[Data entries]
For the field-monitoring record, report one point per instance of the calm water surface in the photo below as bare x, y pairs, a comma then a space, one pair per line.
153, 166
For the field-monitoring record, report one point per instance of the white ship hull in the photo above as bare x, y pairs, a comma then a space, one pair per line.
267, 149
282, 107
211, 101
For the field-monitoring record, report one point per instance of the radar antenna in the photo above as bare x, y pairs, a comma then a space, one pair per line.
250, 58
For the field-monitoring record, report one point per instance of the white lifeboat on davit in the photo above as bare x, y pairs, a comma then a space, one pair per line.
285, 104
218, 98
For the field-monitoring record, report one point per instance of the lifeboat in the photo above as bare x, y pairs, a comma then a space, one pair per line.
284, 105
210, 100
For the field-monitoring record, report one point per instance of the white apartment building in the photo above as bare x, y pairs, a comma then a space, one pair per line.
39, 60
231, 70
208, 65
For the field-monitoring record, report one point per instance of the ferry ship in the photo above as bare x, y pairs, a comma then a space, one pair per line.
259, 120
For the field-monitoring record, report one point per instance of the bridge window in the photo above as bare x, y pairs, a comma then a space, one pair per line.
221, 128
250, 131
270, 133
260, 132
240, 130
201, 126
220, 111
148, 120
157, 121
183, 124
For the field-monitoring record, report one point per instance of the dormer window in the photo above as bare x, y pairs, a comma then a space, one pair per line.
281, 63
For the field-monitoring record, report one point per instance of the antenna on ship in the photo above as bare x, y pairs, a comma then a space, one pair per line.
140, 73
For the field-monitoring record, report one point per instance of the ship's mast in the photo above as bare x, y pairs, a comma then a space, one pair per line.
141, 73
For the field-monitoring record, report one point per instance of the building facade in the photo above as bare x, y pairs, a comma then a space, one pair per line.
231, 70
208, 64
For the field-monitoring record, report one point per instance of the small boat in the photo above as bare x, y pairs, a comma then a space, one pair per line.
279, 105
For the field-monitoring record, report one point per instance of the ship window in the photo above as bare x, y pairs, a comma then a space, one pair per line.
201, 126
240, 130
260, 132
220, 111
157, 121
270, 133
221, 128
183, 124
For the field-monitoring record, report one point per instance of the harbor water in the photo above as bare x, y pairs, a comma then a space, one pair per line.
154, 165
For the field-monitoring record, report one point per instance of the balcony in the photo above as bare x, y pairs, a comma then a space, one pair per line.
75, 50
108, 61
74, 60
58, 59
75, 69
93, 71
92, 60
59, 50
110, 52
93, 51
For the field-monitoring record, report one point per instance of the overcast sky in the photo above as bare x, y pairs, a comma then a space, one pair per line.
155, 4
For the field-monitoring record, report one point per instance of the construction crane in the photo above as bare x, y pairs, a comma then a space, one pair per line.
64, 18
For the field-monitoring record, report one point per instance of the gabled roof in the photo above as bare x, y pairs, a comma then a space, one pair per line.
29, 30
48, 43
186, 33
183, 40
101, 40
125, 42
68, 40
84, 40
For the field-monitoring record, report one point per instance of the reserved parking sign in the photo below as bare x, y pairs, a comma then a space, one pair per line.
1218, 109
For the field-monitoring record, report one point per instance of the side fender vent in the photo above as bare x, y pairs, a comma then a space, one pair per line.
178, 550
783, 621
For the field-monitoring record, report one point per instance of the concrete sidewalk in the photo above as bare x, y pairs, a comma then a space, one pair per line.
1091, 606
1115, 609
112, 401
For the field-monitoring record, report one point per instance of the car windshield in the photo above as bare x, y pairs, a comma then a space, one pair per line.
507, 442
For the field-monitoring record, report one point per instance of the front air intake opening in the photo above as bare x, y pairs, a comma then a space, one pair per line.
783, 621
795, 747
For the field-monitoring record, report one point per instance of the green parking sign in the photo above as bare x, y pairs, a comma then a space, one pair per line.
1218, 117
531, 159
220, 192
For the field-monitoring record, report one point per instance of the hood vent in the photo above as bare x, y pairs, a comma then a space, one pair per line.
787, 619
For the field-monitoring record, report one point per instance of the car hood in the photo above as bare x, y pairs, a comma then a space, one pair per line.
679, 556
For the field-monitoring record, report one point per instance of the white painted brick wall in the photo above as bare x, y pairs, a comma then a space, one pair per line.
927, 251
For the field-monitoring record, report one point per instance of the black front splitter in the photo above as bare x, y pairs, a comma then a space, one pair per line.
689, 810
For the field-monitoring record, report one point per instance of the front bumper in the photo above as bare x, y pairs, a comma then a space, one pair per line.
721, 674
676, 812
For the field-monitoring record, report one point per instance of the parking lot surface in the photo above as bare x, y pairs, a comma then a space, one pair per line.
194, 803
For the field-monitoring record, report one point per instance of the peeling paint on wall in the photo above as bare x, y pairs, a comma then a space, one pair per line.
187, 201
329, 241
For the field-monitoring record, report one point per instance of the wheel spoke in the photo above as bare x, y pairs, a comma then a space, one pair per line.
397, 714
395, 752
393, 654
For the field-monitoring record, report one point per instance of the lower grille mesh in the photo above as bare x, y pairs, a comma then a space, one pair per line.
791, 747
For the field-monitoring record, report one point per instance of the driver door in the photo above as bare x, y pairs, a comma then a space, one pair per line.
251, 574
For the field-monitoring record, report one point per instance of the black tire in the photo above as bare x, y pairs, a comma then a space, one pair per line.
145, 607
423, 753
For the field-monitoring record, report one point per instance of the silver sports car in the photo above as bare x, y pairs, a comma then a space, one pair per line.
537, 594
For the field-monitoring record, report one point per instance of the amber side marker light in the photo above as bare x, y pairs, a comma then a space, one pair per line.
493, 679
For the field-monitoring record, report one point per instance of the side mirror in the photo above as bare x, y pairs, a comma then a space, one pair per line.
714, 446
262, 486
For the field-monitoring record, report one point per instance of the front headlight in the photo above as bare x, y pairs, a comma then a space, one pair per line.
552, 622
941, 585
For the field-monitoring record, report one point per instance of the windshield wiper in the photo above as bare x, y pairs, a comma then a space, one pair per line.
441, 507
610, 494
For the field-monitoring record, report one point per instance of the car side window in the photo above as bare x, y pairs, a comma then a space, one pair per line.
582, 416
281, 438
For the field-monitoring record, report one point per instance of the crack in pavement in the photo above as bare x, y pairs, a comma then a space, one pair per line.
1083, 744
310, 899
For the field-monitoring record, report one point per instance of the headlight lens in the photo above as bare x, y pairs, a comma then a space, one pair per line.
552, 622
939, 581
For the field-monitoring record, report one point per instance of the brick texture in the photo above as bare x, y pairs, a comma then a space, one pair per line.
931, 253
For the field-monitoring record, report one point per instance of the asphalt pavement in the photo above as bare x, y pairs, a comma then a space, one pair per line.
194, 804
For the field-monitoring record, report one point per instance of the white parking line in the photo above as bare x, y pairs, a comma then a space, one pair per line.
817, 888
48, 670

**DESCRIPTION OF THE TASK**
Please return every entry exactly as it appears.

**WRITTEN REPLY**
For the field-monitoring record, report one point per instance of the calm water surface in the photo below as bare x, y pairs, a comma then a space, one pair per line.
153, 166
For the field-monitoring record, report one point per instance of the white ship hull in the photo above as bare x, y pairs, a comma then a space, one pair per line.
267, 149
282, 107
211, 101
For the field-monitoring record, report one point per instance of the radar antenna in the photo above as bare x, y pairs, a comma then a space, one pair per line.
250, 58
For the field-monitoring record, report one point per instance of the white lifeboat on davit in the photo above as bare x, y pairs, a comma then a space, one pair per line.
285, 104
218, 98
For the field-monitoring record, report one point per instance of the lifeboat in the photo above as bare x, y pairs, a comma then a space, one pair per line.
284, 105
210, 100
For the field-monitoring record, report one point per instance of the white apartment building in the photo above as bare x, y pairs, a comma then a space, one pair per line.
39, 60
231, 70
208, 65
For the field-monitoring record, report one point per instance of the ferry ship in the photo above as bare x, y pairs, a comma then a space, one pair per line.
259, 120
For the field-monitoring record, report one point per instance of the bridge window in the photo above as bare x, y pairs, a comma then a space, one pair per line.
221, 128
250, 131
270, 133
260, 132
240, 130
201, 126
220, 111
148, 120
157, 121
183, 124
For the field-monitoring record, report one point per instance of the dormer window in the photo above as bare x, y pairs, a comma then a space, one pair per line.
281, 63
For the field-monitoring record, report one point per instance of the antenna on ship in the photo above as bare x, y pairs, a comma then a space, one pair per line.
140, 73
For the field-monitoring record, report one point per instance of the ship's mast in the photo above as bare x, y pairs, a comma then a space, one pair per line.
141, 73
For the field-monitoring record, report one point per instance of the building facade in the photo above as bare x, y pairs, a comma then a space, one pair per line.
231, 70
208, 64
For the field-monitoring record, report one point per instance of the small boat in the photo above as bare x, y pairs, a comma then a space, one pair per line.
279, 105
For the field-monitoring record, report one point per instance of the ship window in the photo above as bare x, y pairs, a comma then a space, one pair per line.
201, 126
240, 130
260, 132
220, 111
157, 121
270, 133
221, 128
183, 124
For the field-monitoring record, report one point per instance of the harbor water in the photo above as bare x, y pairs, a comma then a space, one pair per line.
154, 165
For the field-monitoring record, report one point per instance of the balcony in the photo above as bare x, y pairs, a comma then a space, one pair per line.
75, 50
108, 61
74, 60
58, 59
75, 69
93, 71
92, 60
59, 50
110, 52
93, 51
For the field-monitoring record, report one point per instance of the overcast sky in the photo above as bare x, y pairs, a comma then a space, one pair per line.
155, 4
For the field-monitoring record, report one point per instance of the construction crane in the photo above as bare x, y pairs, a comma then a space, one pair per line.
64, 18
For the field-monitoring record, report one point per instance of the gabled roof in the photo above as bare x, y pairs, a comma then a space, one pair per line.
29, 30
48, 43
186, 33
183, 40
101, 40
125, 42
68, 40
84, 40
For the field-monitoring record, report one point per instance of the reserved parking sign in the photo below as bare x, y pairs, a comma then a space, one pair per line.
1218, 109
For the field-monitoring record, report one point per instance of the side fender vent in the photo above as bare x, y pairs, a comma then a space, one pair per line.
178, 550
783, 621
For the field-monitoring record, report one point per instance of the concrete sidewalk in the photo above as bare x, y pairs, a comma then a space, one pair per line.
1091, 606
1115, 609
112, 401
For the field-monitoring record, report one point per instance of the car windshield in the photo above as bare x, y pairs, a comma then a space, one pair per line.
507, 442
For the field-monitoring record, report one point per instance of the front air intake opening in the photo above as bare x, y pairs, a comma then a space, one pair per line.
783, 621
795, 747
For the field-monitoring record, report one point per instance of the green parking sign in the photo above as bare x, y pairs, a comma then a space, one pair per line.
1218, 117
531, 159
220, 192
For the field-monitoring record, report one point per instance of the hood vent in the photo above as bare x, y pairs, a comma then a space, one pair per line.
787, 619
For the field-monitoring record, report one point per instance of the car hood in the photo above as bare x, y pairs, a comma then a space, one pair per line.
679, 556
For the field-monitoring record, report one point per instance of the white painted brick wall in the photo above as bare x, y pairs, a comma then a space, one pair per line.
927, 251
For the field-monitoring record, report one point per instance of the black front splitter in the photo above as bare x, y pairs, a comma then a space, one pair per line.
689, 810
For the field-monitoring record, report one point per instance of the front bumper in the photo above as bare x, y pairs, a comma then a space, one pair per line.
721, 674
676, 812
For the field-monitoring record, report one point per instance of the parking lot surface in the photo above as bare x, y pairs, a comma then a space, one pair per line.
194, 803
For the field-monitoring record, report one point per instance of the peeling paint on wall in the photo above as bare x, y pairs, a comma then a space, one pair per line.
187, 201
329, 241
For the field-monitoring record, report one point per instance of the wheel spoke in the photo above as bare x, y pairs, a comma then a space, one pair per line.
397, 714
395, 752
393, 654
For the field-monitoring record, report one point per instance of the lower grille mesh in the photo above as bare x, y pairs, a comma then a space, one pair per line.
791, 747
For the field-monitoring record, report one point per instance of the driver door in the photo above as bare x, y pairs, a comma then a space, one pair per line.
251, 574
For the field-monitoring record, report one point per instance of the black tire in the photo above as bare x, y pairs, a comma then a space, one pair per line.
145, 607
423, 753
For the field-monitoring record, report one point per instance of the silver sports car in the photo above as bare x, y pairs, a comma then a space, one pair per line.
537, 594
For the field-monitoring record, report one point per instance of the amber side marker light in the photo above as bare x, y pairs, a comma then a space, one pair per line.
493, 679
For the field-monitoring record, report one point per instance of the side mirror in the photo above as bare x, y pairs, a comma then a space, one pair per line.
714, 446
262, 486
For the field-monitoring record, report one point per instance of the front headlight in the photo above as bare x, y pairs, a comma then a space, one pair per line.
552, 622
941, 585
For the field-monitoring record, report one point per instance of the windshield wiper in the photo above as bare x, y pairs, a comma then a space, one pair per line.
441, 507
610, 494
For the field-monitoring record, report one point per instance of the car side window in the photo above as bare x, y pairs, a comma then a space, one pair per line.
582, 416
281, 438
For the field-monitoring record, report one point per instance of the crack in pavement in the photo above as bare x, y pairs, a comma then a space, one pair per line.
1083, 744
310, 899
For the field-monitoring record, report one point per instance of the headlight lens in the photo above as bare x, y pairs, a comma then a space, one pair per line.
552, 622
939, 581
For the field-monitoring record, report one point per instance of the brick texture in the photo above as bare x, y pairs, a comma then a space, one pair per line.
931, 253
For the field-monitoring record, report one point per instance of the asphalt pavement in the photo above as bare x, y pairs, a comma then a space, one pair per line.
194, 804
For the field-monitoring record, report one point per instance of the white parking line in the photo above as bare x, y pairs, a comma then a space, one pair per line.
817, 888
48, 670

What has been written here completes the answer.